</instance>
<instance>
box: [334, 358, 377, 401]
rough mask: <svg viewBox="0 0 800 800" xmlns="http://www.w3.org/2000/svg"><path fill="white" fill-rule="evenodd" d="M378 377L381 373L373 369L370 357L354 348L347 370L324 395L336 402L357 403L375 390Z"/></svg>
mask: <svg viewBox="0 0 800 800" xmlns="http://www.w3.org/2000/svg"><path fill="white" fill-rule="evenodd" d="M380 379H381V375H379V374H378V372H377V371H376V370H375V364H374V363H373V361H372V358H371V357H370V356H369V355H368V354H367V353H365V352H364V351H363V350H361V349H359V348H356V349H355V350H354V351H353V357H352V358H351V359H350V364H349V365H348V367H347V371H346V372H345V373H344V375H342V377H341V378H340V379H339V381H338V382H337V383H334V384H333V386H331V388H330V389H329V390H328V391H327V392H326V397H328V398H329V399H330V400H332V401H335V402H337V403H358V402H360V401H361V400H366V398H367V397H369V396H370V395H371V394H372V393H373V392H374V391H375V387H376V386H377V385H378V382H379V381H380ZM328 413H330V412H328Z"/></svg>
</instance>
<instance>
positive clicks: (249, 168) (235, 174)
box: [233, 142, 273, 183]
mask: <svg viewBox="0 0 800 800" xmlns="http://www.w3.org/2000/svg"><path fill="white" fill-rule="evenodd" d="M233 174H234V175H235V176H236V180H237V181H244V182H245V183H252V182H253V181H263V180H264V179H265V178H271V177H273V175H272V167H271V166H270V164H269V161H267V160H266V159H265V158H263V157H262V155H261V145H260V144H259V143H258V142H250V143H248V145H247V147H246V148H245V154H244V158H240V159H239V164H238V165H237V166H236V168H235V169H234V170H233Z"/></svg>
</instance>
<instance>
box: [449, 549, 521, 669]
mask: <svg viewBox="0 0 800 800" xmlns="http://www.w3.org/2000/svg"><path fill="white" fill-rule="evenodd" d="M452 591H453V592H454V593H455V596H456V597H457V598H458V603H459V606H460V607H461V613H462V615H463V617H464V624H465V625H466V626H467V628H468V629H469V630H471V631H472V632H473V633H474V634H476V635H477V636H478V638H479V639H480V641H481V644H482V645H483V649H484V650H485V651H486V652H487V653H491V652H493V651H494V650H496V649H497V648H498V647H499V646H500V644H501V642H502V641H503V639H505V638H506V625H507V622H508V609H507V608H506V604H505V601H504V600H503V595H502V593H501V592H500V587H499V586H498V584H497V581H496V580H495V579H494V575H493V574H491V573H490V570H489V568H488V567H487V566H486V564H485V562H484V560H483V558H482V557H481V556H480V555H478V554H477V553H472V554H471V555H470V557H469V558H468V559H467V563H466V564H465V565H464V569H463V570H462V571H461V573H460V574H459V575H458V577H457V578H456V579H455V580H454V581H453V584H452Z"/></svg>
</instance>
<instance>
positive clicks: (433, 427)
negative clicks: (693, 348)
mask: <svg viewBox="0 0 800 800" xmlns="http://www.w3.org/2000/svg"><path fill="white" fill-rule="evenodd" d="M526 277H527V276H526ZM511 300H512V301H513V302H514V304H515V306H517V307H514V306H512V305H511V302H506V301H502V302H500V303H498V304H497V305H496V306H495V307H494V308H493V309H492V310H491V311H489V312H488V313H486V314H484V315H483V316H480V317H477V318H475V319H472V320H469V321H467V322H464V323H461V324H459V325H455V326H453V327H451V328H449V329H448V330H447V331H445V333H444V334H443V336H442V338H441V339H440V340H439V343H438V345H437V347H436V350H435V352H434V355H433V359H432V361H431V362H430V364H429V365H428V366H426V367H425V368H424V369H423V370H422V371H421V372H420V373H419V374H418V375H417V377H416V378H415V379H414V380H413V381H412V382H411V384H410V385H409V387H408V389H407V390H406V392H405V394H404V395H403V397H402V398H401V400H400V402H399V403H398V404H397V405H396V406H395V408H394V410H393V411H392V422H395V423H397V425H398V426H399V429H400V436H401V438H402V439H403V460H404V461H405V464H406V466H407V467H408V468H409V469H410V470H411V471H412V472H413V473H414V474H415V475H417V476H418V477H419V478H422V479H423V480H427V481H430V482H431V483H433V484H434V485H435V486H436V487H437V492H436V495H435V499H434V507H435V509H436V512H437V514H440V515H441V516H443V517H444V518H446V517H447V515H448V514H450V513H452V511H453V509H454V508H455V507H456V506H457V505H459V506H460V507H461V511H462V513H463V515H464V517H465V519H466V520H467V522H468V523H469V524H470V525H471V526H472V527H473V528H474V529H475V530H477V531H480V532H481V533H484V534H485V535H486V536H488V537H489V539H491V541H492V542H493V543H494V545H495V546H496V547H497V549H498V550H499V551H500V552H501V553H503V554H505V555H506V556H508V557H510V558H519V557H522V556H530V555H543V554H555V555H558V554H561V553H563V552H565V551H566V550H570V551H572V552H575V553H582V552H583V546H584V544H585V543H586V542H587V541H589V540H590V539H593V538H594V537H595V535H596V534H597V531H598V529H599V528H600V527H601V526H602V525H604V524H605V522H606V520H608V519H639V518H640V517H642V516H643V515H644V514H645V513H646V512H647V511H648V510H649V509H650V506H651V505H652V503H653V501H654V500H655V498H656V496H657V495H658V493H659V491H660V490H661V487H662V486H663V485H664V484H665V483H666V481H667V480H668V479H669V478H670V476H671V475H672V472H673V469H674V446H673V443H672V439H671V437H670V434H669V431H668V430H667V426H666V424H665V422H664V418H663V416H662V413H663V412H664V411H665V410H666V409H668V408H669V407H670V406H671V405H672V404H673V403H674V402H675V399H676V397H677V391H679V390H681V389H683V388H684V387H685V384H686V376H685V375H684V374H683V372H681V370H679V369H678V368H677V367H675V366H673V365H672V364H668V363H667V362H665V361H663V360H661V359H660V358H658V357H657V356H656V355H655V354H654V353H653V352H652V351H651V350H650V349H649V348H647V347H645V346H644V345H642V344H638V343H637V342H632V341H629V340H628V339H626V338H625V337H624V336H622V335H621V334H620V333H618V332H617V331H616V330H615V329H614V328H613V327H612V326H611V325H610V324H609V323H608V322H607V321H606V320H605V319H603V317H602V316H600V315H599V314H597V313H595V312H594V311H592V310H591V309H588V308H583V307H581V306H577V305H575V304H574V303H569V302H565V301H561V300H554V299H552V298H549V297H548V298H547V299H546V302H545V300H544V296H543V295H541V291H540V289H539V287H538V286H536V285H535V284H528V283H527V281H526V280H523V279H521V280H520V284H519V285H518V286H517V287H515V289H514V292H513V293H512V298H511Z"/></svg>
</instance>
═══
**What you should do**
Can you reproduce the entire listing above line for line, without altering a single character?

**Solution to the exercise**
</instance>
<instance>
box: [334, 358, 377, 401]
rough mask: <svg viewBox="0 0 800 800" xmlns="http://www.w3.org/2000/svg"><path fill="white" fill-rule="evenodd" d="M378 377L381 373L373 369L370 357L354 348L347 370L324 395L336 402L357 403L375 390Z"/></svg>
mask: <svg viewBox="0 0 800 800" xmlns="http://www.w3.org/2000/svg"><path fill="white" fill-rule="evenodd" d="M380 379H381V375H379V374H378V372H377V371H376V370H375V364H374V363H373V361H372V358H371V357H370V356H369V355H368V354H367V353H365V352H364V351H363V350H361V349H359V348H356V349H355V350H354V351H353V357H352V358H351V359H350V364H349V365H348V367H347V371H346V372H345V373H344V375H342V377H341V378H340V379H339V381H338V382H337V383H334V384H333V386H331V388H330V389H329V390H328V391H327V392H326V397H328V398H329V399H330V400H332V401H335V402H337V403H358V402H360V401H361V400H366V398H367V397H369V396H370V395H371V394H372V393H373V392H374V391H375V387H376V386H377V385H378V382H379V381H380ZM328 413H330V412H328Z"/></svg>
</instance>
<instance>
positive clicks: (249, 168) (235, 174)
box: [233, 142, 273, 183]
mask: <svg viewBox="0 0 800 800" xmlns="http://www.w3.org/2000/svg"><path fill="white" fill-rule="evenodd" d="M233 174H234V175H235V176H236V180H237V181H244V182H245V183H252V182H253V181H263V180H264V179H265V178H271V177H273V175H272V167H271V166H270V164H269V161H267V160H266V159H265V158H263V157H262V155H261V145H260V144H259V143H258V142H250V143H248V145H247V147H246V148H245V154H244V158H240V159H239V164H238V165H237V166H236V168H235V169H234V170H233Z"/></svg>
</instance>
<instance>
box: [449, 549, 521, 669]
mask: <svg viewBox="0 0 800 800" xmlns="http://www.w3.org/2000/svg"><path fill="white" fill-rule="evenodd" d="M452 591H453V592H454V593H455V596H456V597H457V598H458V603H459V606H460V607H461V613H462V615H463V617H464V624H465V625H466V626H467V628H468V629H469V630H471V631H472V632H473V633H474V634H476V635H477V636H478V638H479V639H480V641H481V644H482V645H483V649H484V650H485V651H486V652H487V653H491V652H493V651H494V650H496V649H497V648H498V647H499V646H500V644H501V642H502V641H503V639H505V638H506V625H507V622H508V609H507V608H506V604H505V601H504V600H503V595H502V593H501V592H500V587H499V586H498V584H497V581H496V580H495V579H494V575H493V574H491V573H490V570H489V568H488V567H487V566H486V564H485V562H484V560H483V558H482V557H481V556H480V555H478V554H477V553H472V554H471V555H470V557H469V558H468V559H467V563H466V564H465V565H464V569H463V570H462V571H461V573H460V574H459V575H458V577H457V578H456V579H455V580H454V581H453V584H452Z"/></svg>
</instance>
<instance>
positive clicks: (433, 427)
negative clicks: (693, 348)
mask: <svg viewBox="0 0 800 800" xmlns="http://www.w3.org/2000/svg"><path fill="white" fill-rule="evenodd" d="M526 277H527V276H526ZM511 300H512V301H513V302H514V304H515V306H517V307H514V306H512V305H511V302H506V301H502V302H500V303H498V304H497V305H496V306H495V307H494V308H493V309H492V310H491V311H489V312H488V313H486V314H484V315H483V316H480V317H477V318H475V319H472V320H469V321H467V322H464V323H461V324H459V325H455V326H453V327H451V328H449V329H448V330H447V331H445V333H444V334H443V336H442V338H441V339H440V340H439V343H438V345H437V347H436V350H435V352H434V355H433V359H432V361H431V362H430V364H429V365H428V366H426V367H425V368H424V369H423V370H422V371H421V372H420V373H419V374H418V375H417V377H416V378H415V379H414V380H413V381H412V382H411V384H410V385H409V387H408V389H407V390H406V392H405V394H404V395H403V397H402V398H401V400H400V402H399V403H398V404H397V405H396V406H395V408H394V410H393V411H392V422H395V423H397V425H398V426H399V429H400V436H401V438H402V439H403V460H404V461H405V464H406V466H407V467H408V468H409V469H410V470H411V471H412V472H413V473H414V474H415V475H417V476H418V477H419V478H422V479H423V480H427V481H430V482H431V483H433V484H434V485H435V486H436V487H437V492H436V495H435V499H434V507H435V509H436V512H437V514H440V515H441V516H443V517H444V518H446V517H447V515H448V514H450V513H452V511H453V509H454V508H455V507H456V506H457V505H459V506H460V507H461V511H462V513H463V515H464V517H465V519H466V520H467V522H468V523H469V524H470V525H471V526H472V527H473V528H474V529H475V530H477V531H480V532H481V533H484V534H485V535H486V536H488V537H489V539H491V541H492V542H493V543H494V545H495V546H496V547H497V549H498V550H499V551H500V552H501V553H503V554H505V555H506V556H508V557H510V558H519V557H522V556H530V555H543V554H555V555H558V554H561V553H563V552H565V551H566V550H570V551H572V552H575V553H582V552H583V546H584V544H585V543H586V542H587V541H589V540H590V539H593V538H594V537H595V535H596V534H597V531H598V529H599V528H600V527H601V526H602V525H604V524H605V522H606V520H608V519H639V518H640V517H642V516H643V515H644V514H645V513H646V512H647V511H648V510H649V509H650V506H651V505H652V503H653V501H654V500H655V498H656V496H657V495H658V493H659V491H660V490H661V487H662V486H663V485H664V484H665V483H666V481H667V480H668V479H669V478H670V476H671V475H672V472H673V469H674V446H673V443H672V439H671V437H670V434H669V431H668V430H667V426H666V424H665V422H664V418H663V416H662V413H663V412H664V411H665V410H666V409H668V408H669V407H670V406H671V405H672V404H673V403H674V402H675V399H676V397H677V391H679V390H681V389H683V388H684V387H685V384H686V376H685V375H684V374H683V372H681V370H679V369H678V368H677V367H675V366H673V365H672V364H668V363H667V362H665V361H663V360H661V359H660V358H658V357H657V356H656V355H655V354H654V353H653V352H652V351H651V350H650V349H649V348H647V347H645V346H644V345H642V344H638V343H637V342H632V341H629V340H628V339H626V338H625V337H624V336H622V335H621V334H620V333H618V332H617V331H616V330H615V329H614V328H613V327H612V326H611V325H610V324H609V323H608V322H607V321H606V320H605V319H603V317H602V316H600V315H599V314H597V313H595V312H594V311H592V310H591V309H588V308H583V307H581V306H577V305H575V304H574V303H569V302H565V301H561V300H554V299H552V298H549V297H548V298H547V299H546V302H545V300H544V296H543V295H541V291H540V289H539V287H538V286H536V285H535V284H528V283H527V281H526V280H523V279H521V280H520V284H519V285H518V286H517V287H515V289H514V292H513V293H512V298H511Z"/></svg>
</instance>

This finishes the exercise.